22 June 2016

AFINAL, NÃO É ESTRANHO

  
Primeiro, escuta-se uma "bent note" tocada no "gopichand" – um instrumento asiático de uma só corda – que, sem que nos apercebamos, se transforma em uivo de lobo. Após dez segundos de uma intrincada teia de universos rítmicos sobrepostos (que persistirá e se adensará até ao final), a voz canta: “Milwaukee man led a fairly decent life, made a fairly decent living, had a fairly decent wife, she killed him… ahhh, sushi knife, now they’re shopping for a fairly decent afterlife... the werewolf is coming”. E, alçada nessa metáfora do lobisomem, enquanto sopros, percussões e electrónica se preparam para ceder o lugar aos acordes de um orgão de "horror movie", mostra-nos o fim do mundo: “Life is a lottery, a lot of people lose, and the winners, the grinners, with money-colored eyes, eat all the nuggets, then they order extra fries (...) You’d better stock up on water, canned-goods off the shelves, and loot some for the old folks, can’t loot for themselves”. Acabámos de escutar o tipo que, há quase meio século, escreveu “Can you imagine us, years from today, sharing a park bench quietly? How terribly strange to be seventy”

**Listagem**
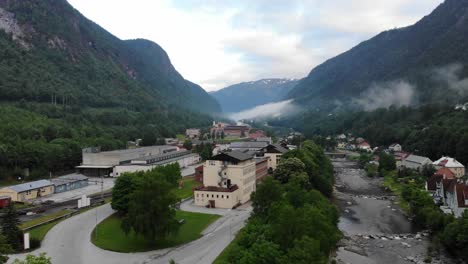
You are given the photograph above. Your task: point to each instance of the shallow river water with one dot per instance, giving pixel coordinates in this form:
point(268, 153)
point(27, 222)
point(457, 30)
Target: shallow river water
point(374, 227)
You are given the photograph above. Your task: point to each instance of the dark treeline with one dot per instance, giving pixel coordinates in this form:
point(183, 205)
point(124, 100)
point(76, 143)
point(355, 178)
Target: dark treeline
point(292, 221)
point(430, 130)
point(44, 137)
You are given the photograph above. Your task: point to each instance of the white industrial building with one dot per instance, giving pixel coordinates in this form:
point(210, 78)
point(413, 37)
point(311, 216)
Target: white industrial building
point(184, 158)
point(101, 163)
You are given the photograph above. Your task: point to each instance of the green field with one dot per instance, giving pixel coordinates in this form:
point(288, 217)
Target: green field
point(40, 231)
point(111, 236)
point(187, 190)
point(223, 257)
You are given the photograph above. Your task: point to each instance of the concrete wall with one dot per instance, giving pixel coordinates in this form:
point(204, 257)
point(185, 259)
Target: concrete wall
point(243, 175)
point(112, 158)
point(222, 199)
point(273, 159)
point(28, 195)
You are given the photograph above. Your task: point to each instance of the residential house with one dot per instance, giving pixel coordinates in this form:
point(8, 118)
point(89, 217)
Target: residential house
point(240, 131)
point(264, 139)
point(451, 164)
point(261, 168)
point(229, 179)
point(28, 191)
point(274, 152)
point(69, 182)
point(415, 162)
point(395, 147)
point(199, 174)
point(399, 157)
point(248, 145)
point(457, 198)
point(257, 134)
point(364, 146)
point(192, 133)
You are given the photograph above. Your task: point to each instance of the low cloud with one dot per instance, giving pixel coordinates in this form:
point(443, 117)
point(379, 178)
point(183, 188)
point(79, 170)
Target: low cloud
point(449, 76)
point(271, 110)
point(384, 95)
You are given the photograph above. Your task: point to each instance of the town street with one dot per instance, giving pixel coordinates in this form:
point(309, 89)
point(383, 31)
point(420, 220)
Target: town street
point(69, 241)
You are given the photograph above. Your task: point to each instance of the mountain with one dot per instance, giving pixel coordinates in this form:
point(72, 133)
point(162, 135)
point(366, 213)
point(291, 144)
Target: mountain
point(247, 95)
point(430, 57)
point(51, 53)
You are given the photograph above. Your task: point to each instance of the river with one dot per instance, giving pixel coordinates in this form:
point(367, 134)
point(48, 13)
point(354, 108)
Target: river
point(374, 227)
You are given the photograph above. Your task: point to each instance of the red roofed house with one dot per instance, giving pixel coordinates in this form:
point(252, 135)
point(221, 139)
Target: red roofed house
point(364, 146)
point(457, 198)
point(257, 134)
point(452, 164)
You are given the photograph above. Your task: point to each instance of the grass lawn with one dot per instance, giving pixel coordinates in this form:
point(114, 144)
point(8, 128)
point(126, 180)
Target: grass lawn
point(186, 191)
point(223, 257)
point(111, 236)
point(40, 231)
point(44, 218)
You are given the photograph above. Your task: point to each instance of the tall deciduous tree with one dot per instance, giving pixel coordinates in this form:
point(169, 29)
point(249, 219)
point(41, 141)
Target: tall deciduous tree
point(10, 228)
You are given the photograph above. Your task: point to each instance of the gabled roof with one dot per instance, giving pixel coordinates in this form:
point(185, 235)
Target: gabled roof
point(232, 156)
point(432, 182)
point(446, 173)
point(251, 144)
point(275, 148)
point(30, 186)
point(448, 162)
point(461, 187)
point(417, 159)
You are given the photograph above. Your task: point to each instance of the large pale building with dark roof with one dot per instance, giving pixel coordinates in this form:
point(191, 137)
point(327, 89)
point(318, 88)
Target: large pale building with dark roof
point(229, 179)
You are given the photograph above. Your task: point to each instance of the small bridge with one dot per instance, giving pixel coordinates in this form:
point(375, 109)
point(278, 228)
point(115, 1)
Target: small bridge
point(336, 155)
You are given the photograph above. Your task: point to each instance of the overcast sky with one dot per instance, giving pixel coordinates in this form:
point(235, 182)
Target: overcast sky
point(219, 43)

**Tarefas escritas**
- 1) Converta numa tabela Markdown as linhas da listagem que vão desde a linha com "of the concrete" até à linha com "point(192, 133)", inclusive, com as colunas "Num" (número de ordem) e "Conteúdo" (a linha). Omita as linhas em branco.
- 2) Prossiga o texto sobre a canção do lobisomem a partir da última frase apresentada.

**Respostas às tarefas**
- 1)
| Num | Conteúdo |
|---|---|
| 1 | You are given the photograph above. Your task: point to each instance of the concrete wall with one dot per instance, giving pixel coordinates in this form: |
| 2 | point(204, 257) |
| 3 | point(185, 259) |
| 4 | Target: concrete wall |
| 5 | point(243, 175) |
| 6 | point(112, 158) |
| 7 | point(222, 199) |
| 8 | point(273, 159) |
| 9 | point(28, 195) |
| 10 | You are given the photograph above. Your task: point to each instance of the residential house with one dot per instance, giving pixel coordinates in this form: |
| 11 | point(8, 118) |
| 12 | point(89, 217) |
| 13 | Target: residential house |
| 14 | point(240, 131) |
| 15 | point(264, 139) |
| 16 | point(451, 164) |
| 17 | point(261, 168) |
| 18 | point(229, 179) |
| 19 | point(28, 191) |
| 20 | point(274, 152) |
| 21 | point(69, 182) |
| 22 | point(415, 162) |
| 23 | point(395, 147) |
| 24 | point(199, 174) |
| 25 | point(399, 157) |
| 26 | point(248, 145) |
| 27 | point(457, 198) |
| 28 | point(257, 134) |
| 29 | point(364, 146) |
| 30 | point(192, 133) |

- 2)
Afinal, não tem nada de estranho e, à beira dos 75 anos, Paul Simon (ele, perante quem Andrew Bird, Vampire Weekend, Dirty Projectors e Merrill Garbus/tUnE-yArDs ajoelham), muito longe de enganar as horas em bancos de jardim, ocupou-se a criar um dos mais ricos e audaciosos álbuns da sua discografia. A companhia (Nico Muhly, yMusic, Jack DeJohnette, Vincent Nguini, Cristiano Crisci/Clap! Clap!) foi inspiradora e as fontes de alimentação (Harry Partch, Laurie Anderson, a história e a política americanas) suficientemente estimulantes para que Stranger To Stranger se deixasse construir enquanto assombroso objecto multifacetado que tanto devora um "sample" do Golden Gate Quartet e compõe em torno dele como autoriza que uma balada sofisticadamente simoniana seja amavelmente trespassada pelos "cloud chamber bowls", "chromelodeons" e "zoomoozophones" de Partch. Apontado à terra (“The riots started slowly with the homeless and the lowly, then they spread into the heartland”) ou ao imaginário Além (“God goes fishing, and we are the fishes, he baits his lines with prayers and wishes”) mas com destinatários bem identificados: “I make my verse for the universe and my rhyme for the universities”.

3 comments:

alexandra g. said...

Tens que agendar sessões na Feira do Expresso | Liberdade para pensar para a malta ir lá encher-te de beijos :)

Táxi Pluvioso said...

Já é possível comemorar com o bichano a permanência da Inglaterra na UE, (por larga maioria, como revelará o "referendo"):

http://www.upi.com/Odd_News/2016/06/17/Colorado-company-releases-wine-for-cats/3681466183681/

João Lisboa said...

:-))))))))))))))

Viva!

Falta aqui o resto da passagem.